# [WHAT IS ASKED]
Pick out every line in the material below that contains the string "parked", and copy each of those lines. Match case exactly.

[Start of DATA RECORDS]

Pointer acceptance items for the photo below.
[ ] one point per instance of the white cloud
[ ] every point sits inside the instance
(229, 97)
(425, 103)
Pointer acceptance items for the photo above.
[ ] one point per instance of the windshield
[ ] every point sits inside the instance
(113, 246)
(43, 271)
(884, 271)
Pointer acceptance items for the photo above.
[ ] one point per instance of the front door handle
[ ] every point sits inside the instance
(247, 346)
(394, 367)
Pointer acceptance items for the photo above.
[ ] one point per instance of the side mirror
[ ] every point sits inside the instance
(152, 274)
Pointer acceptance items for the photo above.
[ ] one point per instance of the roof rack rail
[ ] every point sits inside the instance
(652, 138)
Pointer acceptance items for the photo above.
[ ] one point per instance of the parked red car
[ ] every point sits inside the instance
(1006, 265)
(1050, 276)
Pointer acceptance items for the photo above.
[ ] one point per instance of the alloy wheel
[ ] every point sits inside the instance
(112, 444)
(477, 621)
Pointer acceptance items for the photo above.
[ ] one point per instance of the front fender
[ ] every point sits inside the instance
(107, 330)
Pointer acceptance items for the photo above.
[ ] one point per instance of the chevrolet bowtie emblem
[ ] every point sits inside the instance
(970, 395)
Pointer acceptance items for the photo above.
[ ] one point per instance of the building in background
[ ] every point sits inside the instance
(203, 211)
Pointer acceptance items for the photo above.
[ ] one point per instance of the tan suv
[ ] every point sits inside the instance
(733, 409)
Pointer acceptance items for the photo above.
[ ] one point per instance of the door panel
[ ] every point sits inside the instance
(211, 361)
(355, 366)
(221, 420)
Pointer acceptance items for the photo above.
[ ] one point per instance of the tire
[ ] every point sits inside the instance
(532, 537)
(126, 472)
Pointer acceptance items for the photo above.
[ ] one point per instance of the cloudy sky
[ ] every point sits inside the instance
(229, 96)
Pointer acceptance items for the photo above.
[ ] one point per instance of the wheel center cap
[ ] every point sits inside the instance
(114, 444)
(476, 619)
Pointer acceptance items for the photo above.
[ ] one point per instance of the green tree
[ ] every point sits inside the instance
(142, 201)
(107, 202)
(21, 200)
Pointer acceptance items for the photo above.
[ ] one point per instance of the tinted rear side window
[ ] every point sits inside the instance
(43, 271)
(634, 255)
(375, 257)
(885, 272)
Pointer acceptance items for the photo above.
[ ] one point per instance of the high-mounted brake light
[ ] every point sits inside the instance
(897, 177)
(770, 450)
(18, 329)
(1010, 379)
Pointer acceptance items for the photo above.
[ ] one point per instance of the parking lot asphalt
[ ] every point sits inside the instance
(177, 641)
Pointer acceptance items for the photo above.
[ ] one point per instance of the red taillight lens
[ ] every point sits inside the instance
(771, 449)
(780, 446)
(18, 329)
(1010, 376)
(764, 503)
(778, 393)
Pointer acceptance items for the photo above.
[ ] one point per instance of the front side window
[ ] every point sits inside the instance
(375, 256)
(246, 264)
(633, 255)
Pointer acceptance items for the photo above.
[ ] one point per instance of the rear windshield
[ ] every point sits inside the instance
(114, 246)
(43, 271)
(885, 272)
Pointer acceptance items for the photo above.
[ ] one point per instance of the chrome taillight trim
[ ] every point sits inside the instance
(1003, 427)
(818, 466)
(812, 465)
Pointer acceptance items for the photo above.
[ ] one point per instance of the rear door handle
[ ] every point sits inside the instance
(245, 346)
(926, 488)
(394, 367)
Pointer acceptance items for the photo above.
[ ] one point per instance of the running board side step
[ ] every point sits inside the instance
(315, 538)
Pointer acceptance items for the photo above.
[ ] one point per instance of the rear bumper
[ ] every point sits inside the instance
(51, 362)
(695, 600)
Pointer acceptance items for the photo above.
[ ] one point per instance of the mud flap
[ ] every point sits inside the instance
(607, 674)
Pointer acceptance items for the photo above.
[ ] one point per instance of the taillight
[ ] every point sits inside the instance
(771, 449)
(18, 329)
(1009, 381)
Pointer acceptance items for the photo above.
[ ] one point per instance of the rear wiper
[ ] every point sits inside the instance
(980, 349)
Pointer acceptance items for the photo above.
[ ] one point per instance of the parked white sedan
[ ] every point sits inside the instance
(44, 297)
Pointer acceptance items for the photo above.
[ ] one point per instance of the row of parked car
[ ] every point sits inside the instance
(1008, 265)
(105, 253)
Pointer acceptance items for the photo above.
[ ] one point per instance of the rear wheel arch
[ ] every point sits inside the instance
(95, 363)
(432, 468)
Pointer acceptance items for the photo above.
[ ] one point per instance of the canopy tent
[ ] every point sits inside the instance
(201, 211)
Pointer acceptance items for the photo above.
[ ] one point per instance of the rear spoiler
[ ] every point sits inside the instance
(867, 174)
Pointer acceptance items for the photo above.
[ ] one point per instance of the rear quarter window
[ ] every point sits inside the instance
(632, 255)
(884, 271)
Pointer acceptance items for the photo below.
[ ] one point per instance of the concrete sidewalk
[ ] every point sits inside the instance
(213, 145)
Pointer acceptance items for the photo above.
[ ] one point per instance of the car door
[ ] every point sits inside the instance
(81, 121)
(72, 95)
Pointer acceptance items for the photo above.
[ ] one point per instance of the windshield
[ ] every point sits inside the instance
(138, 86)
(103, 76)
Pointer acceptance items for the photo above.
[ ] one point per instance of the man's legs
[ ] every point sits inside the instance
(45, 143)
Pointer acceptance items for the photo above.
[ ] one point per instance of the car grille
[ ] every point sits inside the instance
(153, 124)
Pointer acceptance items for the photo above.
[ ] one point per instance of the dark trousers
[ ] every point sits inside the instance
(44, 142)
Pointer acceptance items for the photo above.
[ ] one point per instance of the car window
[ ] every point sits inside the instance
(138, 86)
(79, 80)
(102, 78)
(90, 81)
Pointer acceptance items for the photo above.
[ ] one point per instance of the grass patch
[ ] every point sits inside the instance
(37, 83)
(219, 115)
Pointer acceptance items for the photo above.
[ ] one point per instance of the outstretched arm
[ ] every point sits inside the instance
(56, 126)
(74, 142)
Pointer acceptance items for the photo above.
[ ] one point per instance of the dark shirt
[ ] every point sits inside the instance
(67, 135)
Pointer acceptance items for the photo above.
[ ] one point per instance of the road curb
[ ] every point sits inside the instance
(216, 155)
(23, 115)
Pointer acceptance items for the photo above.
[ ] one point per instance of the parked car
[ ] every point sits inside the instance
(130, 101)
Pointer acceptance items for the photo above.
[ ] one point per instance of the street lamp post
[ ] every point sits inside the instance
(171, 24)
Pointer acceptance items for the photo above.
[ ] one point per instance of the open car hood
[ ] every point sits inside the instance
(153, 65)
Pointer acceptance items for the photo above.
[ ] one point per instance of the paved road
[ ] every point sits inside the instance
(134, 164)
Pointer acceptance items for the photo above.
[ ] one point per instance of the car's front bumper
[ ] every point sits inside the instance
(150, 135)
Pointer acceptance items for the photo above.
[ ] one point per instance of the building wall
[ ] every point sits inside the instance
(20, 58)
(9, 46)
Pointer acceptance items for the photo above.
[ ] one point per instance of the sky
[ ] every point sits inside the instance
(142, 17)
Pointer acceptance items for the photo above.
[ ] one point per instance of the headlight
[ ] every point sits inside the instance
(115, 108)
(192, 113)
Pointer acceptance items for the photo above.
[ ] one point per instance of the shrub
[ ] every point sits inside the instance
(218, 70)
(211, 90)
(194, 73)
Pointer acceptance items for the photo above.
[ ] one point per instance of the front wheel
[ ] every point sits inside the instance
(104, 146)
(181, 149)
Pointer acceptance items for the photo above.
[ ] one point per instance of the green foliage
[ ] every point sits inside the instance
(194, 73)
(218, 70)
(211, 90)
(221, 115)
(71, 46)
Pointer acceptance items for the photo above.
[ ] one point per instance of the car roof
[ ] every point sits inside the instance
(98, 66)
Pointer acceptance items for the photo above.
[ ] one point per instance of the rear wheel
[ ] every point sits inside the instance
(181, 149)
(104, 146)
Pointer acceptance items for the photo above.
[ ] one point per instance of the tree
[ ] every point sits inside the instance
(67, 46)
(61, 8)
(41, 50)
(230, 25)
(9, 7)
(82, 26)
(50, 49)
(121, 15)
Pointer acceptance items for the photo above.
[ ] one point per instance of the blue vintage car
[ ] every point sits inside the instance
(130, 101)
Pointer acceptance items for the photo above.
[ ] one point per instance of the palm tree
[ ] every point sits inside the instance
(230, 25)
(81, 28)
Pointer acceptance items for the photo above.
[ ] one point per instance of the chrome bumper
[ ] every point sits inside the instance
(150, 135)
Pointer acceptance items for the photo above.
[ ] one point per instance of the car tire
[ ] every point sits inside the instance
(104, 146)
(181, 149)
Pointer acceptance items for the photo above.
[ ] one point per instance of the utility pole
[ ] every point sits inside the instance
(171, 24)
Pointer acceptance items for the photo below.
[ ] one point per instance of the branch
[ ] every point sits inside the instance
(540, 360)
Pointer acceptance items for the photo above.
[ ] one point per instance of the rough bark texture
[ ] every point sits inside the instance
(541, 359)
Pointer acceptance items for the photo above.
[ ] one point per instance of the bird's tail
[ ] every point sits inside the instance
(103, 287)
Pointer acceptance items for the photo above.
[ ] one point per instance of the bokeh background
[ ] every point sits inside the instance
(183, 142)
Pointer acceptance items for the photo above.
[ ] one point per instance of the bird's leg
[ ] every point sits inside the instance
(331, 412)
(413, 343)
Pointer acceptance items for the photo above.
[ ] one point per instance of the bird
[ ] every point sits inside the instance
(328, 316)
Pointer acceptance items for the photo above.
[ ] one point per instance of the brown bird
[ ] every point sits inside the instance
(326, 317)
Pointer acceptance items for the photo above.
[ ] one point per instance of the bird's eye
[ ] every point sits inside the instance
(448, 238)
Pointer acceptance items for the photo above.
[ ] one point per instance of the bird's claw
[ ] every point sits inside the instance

[End of DATA RECORDS]

# [RESPONSE TO THIS EXERCISE]
[ ] one point per instance of the parked red car
[ ] one point per instance of the parked white sedan
[ ] one point per instance of the row of parked car
[ ] one point per instance of the parked car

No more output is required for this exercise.